_Records from a collection:_
+++++

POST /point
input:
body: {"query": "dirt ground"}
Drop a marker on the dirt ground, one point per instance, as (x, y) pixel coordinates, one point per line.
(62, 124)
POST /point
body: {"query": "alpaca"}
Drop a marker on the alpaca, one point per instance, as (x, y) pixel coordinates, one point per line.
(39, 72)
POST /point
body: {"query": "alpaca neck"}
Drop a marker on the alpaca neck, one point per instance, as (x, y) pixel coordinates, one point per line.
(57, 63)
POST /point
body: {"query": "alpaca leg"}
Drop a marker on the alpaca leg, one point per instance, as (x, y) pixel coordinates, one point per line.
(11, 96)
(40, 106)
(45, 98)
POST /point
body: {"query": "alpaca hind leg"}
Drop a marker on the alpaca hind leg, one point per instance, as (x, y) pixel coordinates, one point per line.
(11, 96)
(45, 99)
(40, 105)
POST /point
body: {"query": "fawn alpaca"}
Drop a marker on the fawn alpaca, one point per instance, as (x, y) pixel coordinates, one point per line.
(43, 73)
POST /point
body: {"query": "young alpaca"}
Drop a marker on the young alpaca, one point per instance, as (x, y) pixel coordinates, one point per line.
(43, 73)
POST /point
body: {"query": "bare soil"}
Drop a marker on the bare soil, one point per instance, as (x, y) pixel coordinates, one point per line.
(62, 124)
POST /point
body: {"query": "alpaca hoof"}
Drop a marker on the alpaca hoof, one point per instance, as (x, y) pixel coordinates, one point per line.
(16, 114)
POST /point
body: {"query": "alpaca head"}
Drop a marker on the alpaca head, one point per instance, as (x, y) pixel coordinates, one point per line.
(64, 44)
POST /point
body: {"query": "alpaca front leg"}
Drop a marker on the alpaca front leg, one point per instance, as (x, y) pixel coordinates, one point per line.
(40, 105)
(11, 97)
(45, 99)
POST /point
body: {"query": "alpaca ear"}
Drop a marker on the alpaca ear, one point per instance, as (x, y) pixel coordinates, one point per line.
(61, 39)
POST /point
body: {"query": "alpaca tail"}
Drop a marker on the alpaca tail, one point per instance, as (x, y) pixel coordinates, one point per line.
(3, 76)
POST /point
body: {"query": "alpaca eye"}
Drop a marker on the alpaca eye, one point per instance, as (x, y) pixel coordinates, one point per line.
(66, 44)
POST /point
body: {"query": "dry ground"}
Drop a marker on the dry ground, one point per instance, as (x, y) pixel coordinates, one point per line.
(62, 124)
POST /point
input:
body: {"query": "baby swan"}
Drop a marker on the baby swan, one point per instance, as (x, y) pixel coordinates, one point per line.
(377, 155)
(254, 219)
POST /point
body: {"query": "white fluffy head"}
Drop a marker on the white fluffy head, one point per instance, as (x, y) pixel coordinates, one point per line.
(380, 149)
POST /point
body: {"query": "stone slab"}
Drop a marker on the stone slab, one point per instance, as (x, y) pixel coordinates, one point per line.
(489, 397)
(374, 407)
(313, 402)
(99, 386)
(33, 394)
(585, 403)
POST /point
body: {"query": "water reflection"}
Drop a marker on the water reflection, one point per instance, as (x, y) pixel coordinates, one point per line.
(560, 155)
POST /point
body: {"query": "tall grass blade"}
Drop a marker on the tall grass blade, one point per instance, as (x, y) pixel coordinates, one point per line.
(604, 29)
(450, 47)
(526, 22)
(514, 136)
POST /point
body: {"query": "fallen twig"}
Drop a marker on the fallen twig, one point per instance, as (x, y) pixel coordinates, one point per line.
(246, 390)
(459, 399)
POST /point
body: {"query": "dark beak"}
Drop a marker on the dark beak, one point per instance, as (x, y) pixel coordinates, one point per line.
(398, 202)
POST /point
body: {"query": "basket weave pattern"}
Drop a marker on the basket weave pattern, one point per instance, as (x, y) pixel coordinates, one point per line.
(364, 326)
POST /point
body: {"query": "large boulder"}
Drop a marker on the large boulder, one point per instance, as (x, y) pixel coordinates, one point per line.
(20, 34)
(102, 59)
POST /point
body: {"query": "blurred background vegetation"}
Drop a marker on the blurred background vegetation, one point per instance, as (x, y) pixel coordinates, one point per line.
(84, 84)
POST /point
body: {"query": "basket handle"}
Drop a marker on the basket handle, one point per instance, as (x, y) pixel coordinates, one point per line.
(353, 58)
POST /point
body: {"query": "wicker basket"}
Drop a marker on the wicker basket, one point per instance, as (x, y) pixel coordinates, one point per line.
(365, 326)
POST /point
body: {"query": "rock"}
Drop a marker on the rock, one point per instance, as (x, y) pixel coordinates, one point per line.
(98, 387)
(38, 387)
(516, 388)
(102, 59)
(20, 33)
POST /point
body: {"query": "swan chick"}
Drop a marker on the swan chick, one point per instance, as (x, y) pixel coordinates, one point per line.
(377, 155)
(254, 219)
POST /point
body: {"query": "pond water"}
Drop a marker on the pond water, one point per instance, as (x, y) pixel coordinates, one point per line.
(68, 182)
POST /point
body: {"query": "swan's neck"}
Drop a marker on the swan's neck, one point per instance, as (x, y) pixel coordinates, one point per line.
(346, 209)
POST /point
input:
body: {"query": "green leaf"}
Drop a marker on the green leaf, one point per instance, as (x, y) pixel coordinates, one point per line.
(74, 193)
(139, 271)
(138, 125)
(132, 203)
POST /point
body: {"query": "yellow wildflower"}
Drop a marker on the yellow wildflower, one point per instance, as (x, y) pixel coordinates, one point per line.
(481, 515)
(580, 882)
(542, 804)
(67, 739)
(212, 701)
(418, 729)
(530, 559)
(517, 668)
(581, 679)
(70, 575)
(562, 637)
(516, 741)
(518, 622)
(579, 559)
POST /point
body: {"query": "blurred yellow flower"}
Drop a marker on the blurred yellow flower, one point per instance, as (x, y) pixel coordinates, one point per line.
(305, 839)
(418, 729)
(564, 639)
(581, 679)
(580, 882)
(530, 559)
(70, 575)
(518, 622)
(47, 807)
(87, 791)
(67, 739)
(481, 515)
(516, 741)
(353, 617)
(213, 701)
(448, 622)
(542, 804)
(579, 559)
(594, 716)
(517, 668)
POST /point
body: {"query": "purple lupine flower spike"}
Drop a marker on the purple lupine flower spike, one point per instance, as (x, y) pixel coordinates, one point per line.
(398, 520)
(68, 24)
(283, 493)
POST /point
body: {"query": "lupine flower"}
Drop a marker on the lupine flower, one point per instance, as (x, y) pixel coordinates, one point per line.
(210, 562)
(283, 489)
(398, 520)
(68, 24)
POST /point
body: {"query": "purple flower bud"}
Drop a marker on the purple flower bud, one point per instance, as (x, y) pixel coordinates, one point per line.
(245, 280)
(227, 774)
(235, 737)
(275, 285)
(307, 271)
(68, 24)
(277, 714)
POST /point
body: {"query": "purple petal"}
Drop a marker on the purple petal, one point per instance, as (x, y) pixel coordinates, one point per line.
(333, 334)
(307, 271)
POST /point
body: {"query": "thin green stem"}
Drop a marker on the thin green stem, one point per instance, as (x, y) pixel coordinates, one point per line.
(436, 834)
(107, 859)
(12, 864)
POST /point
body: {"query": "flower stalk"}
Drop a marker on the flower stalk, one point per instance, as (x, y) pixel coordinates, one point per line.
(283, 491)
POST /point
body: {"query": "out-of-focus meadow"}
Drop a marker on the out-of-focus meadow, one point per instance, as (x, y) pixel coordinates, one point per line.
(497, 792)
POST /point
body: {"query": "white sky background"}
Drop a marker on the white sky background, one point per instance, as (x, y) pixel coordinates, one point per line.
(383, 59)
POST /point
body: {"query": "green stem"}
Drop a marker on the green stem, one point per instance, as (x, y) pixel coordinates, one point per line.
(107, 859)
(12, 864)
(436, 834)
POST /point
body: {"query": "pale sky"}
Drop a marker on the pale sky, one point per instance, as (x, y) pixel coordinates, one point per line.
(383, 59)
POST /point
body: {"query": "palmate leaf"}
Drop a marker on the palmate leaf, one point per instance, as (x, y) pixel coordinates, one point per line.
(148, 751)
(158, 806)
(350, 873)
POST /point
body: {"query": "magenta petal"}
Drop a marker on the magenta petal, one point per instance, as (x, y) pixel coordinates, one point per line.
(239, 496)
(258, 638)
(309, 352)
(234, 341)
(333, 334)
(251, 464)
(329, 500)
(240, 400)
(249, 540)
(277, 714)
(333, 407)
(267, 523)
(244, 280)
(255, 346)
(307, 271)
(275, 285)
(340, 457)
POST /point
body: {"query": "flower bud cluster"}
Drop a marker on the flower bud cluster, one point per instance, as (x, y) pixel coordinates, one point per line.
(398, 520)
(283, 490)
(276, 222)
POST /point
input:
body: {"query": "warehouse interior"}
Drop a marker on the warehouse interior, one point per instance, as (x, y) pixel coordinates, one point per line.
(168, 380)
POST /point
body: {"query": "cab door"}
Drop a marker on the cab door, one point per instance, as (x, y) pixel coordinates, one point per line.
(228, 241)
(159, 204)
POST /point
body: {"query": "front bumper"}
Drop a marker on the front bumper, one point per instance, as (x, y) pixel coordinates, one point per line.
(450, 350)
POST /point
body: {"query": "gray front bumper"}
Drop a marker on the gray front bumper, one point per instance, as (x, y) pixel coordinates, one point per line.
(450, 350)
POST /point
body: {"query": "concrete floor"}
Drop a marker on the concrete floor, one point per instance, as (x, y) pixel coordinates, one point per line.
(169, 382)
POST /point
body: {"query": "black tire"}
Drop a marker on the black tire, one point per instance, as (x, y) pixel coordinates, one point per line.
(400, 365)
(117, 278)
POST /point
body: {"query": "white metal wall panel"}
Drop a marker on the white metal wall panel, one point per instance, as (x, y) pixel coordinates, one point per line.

+++++

_Problem:_ State how many lines in the records contain the string "wall". Give the number with no words around it.

_Answer box:_ 2